Raw records
------

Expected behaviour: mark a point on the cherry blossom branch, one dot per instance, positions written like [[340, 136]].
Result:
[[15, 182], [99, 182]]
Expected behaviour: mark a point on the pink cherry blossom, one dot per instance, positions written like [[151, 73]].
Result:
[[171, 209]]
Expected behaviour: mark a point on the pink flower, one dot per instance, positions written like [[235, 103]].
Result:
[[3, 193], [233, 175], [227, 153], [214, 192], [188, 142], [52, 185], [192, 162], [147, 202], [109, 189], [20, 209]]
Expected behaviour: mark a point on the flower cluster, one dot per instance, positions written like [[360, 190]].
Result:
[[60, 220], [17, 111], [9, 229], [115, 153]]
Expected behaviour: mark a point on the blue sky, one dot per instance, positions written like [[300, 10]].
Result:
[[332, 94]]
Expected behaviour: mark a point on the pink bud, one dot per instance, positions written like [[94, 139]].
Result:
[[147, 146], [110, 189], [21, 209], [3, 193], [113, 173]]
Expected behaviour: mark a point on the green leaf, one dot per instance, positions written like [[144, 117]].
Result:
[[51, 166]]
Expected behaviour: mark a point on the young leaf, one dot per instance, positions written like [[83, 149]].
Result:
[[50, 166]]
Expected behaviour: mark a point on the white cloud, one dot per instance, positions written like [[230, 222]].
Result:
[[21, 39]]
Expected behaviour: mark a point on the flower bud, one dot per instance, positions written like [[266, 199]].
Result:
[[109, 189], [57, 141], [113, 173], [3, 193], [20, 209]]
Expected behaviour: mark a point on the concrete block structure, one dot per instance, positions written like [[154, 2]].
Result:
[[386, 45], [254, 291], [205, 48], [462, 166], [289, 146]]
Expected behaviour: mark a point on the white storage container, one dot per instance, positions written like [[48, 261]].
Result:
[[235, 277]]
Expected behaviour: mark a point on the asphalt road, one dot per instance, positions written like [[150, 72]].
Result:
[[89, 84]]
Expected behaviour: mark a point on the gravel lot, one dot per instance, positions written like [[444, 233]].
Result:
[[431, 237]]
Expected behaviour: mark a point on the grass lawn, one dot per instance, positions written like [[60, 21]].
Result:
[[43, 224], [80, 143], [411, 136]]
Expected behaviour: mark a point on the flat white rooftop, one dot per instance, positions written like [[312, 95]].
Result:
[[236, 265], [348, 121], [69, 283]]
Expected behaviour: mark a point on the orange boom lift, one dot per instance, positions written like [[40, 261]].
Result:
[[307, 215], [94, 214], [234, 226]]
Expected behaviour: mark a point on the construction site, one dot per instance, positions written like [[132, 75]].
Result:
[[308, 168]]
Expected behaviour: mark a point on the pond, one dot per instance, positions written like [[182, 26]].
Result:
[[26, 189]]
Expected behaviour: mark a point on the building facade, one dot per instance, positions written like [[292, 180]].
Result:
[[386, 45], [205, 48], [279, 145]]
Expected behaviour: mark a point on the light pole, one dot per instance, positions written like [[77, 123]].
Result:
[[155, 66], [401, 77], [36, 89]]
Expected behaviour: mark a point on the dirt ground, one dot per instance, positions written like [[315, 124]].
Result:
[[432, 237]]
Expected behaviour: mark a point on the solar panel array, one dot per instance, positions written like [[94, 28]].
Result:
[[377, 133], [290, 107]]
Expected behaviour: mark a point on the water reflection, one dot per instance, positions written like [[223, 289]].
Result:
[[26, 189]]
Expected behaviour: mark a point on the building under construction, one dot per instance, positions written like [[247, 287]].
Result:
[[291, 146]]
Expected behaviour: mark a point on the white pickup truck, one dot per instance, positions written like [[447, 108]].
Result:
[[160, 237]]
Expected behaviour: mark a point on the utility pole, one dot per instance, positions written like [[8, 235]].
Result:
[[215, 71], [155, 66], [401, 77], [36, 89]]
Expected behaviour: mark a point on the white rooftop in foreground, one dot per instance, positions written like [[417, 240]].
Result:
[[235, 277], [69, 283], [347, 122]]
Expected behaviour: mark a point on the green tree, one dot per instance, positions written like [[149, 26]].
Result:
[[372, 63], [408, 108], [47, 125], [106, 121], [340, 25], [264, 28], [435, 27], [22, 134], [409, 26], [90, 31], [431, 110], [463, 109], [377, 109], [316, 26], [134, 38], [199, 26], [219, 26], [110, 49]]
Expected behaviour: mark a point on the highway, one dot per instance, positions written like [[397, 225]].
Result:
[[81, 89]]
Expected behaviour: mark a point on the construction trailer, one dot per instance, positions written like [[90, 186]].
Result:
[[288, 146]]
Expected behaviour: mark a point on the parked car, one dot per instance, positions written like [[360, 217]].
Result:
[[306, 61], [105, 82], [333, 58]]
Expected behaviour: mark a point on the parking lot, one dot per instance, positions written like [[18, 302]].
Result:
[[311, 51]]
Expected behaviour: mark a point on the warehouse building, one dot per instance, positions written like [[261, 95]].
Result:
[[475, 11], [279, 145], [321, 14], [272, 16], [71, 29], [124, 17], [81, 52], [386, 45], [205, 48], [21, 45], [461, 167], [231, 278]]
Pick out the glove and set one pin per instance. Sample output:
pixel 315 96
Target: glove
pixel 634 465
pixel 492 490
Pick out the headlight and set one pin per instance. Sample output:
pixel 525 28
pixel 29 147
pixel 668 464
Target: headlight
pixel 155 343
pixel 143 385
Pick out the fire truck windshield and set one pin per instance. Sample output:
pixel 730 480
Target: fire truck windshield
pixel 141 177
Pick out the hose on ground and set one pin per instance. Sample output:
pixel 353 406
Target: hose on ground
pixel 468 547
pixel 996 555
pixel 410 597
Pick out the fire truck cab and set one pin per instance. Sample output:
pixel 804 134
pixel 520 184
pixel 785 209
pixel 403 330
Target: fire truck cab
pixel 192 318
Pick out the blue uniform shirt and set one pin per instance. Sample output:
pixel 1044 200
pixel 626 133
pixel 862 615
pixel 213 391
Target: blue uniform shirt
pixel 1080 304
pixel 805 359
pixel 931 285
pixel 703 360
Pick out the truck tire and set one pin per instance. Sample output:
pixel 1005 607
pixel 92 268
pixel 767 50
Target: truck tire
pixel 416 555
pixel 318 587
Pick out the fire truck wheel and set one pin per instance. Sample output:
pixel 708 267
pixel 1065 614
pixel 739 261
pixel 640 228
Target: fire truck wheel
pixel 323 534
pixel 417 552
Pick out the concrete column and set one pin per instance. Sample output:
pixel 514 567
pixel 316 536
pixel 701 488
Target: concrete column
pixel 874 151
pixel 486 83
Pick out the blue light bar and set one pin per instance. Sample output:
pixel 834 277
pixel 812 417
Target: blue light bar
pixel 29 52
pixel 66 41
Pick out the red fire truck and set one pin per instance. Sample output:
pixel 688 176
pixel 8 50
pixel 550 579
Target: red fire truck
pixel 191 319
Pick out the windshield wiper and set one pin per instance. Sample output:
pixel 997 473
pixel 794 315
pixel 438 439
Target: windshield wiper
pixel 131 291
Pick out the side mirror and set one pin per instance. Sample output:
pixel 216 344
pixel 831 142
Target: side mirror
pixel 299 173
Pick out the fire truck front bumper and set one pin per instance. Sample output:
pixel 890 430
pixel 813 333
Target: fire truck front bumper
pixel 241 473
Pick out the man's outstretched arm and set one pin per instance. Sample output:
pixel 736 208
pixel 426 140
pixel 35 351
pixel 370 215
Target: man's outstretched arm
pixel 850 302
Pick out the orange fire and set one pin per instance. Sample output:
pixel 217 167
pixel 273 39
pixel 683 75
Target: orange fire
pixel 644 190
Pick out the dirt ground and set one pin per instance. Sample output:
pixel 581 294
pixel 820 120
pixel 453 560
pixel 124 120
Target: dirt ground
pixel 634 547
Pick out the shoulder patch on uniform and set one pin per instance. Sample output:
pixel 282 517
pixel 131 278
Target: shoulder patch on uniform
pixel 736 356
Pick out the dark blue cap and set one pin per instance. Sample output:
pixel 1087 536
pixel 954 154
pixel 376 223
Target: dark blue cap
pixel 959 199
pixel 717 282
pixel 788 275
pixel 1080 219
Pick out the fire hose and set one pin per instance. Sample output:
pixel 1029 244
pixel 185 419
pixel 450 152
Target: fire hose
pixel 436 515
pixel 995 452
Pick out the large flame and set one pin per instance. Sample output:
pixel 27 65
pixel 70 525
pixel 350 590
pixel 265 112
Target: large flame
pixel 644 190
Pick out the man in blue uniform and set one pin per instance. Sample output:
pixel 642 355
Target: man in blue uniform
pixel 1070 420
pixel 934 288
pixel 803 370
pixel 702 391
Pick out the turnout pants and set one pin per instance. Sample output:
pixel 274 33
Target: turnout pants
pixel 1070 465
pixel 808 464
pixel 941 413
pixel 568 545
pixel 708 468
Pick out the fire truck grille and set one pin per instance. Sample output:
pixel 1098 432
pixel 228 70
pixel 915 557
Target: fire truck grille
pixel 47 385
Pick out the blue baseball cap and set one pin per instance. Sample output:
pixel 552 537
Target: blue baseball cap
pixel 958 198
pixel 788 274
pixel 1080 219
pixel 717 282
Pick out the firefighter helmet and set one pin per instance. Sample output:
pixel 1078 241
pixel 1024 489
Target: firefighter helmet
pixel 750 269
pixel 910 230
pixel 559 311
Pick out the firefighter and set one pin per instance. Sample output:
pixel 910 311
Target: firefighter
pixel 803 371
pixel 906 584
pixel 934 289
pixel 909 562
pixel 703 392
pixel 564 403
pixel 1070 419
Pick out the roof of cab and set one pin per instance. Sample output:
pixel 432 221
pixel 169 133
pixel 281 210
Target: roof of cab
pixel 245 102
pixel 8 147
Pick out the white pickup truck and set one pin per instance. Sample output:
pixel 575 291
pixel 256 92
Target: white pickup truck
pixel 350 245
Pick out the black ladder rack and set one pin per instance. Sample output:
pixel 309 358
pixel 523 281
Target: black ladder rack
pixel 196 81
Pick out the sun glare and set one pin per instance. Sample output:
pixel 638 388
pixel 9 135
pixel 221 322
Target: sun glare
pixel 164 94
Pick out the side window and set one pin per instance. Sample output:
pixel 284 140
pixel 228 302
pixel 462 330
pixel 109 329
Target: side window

------

__TASK DIRECTIONS__. Reproduce the lines of the entries starting at the one containing "Pick out the concrete" and ending at the one containing "pixel 736 356", with both ends included.

__EXERCISE SOLUTION__.
Pick out the concrete column and set one pin per instance. Sample output:
pixel 514 567
pixel 316 536
pixel 701 488
Target: concrete column
pixel 874 151
pixel 486 83
Pick out the blue light bar and set one pin per instance. Sample output:
pixel 834 277
pixel 812 417
Target: blue light bar
pixel 29 52
pixel 66 41
Pick out the red fire truck and set one pin per instance. Sample output:
pixel 688 176
pixel 8 50
pixel 550 579
Target: red fire truck
pixel 191 319
Pick out the windshield wiper and set one pin per instance. Sample output:
pixel 997 473
pixel 794 315
pixel 438 439
Target: windshield wiper
pixel 131 291
Pick out the side mirror and set one pin per instance. Sample output:
pixel 216 344
pixel 831 142
Target: side mirror
pixel 299 173
Pick out the fire truck front bumper and set one pin per instance. Sample output:
pixel 890 430
pixel 813 333
Target: fire truck front bumper
pixel 241 473
Pick out the man's outstretched arm and set one pin per instance. Sample output:
pixel 736 208
pixel 426 140
pixel 35 351
pixel 370 215
Target: man's outstretched arm
pixel 850 302
Pick out the orange fire and set one pin per instance. Sample output:
pixel 217 167
pixel 273 39
pixel 683 75
Target: orange fire
pixel 644 190
Pick out the dirt ground and set one pin per instance. Sample output:
pixel 581 294
pixel 820 120
pixel 453 560
pixel 124 120
Target: dirt ground
pixel 634 547
Pick out the shoulder patch on uniform and set one pin per instance. Sample output:
pixel 282 517
pixel 131 278
Target: shoulder patch on uniform
pixel 736 356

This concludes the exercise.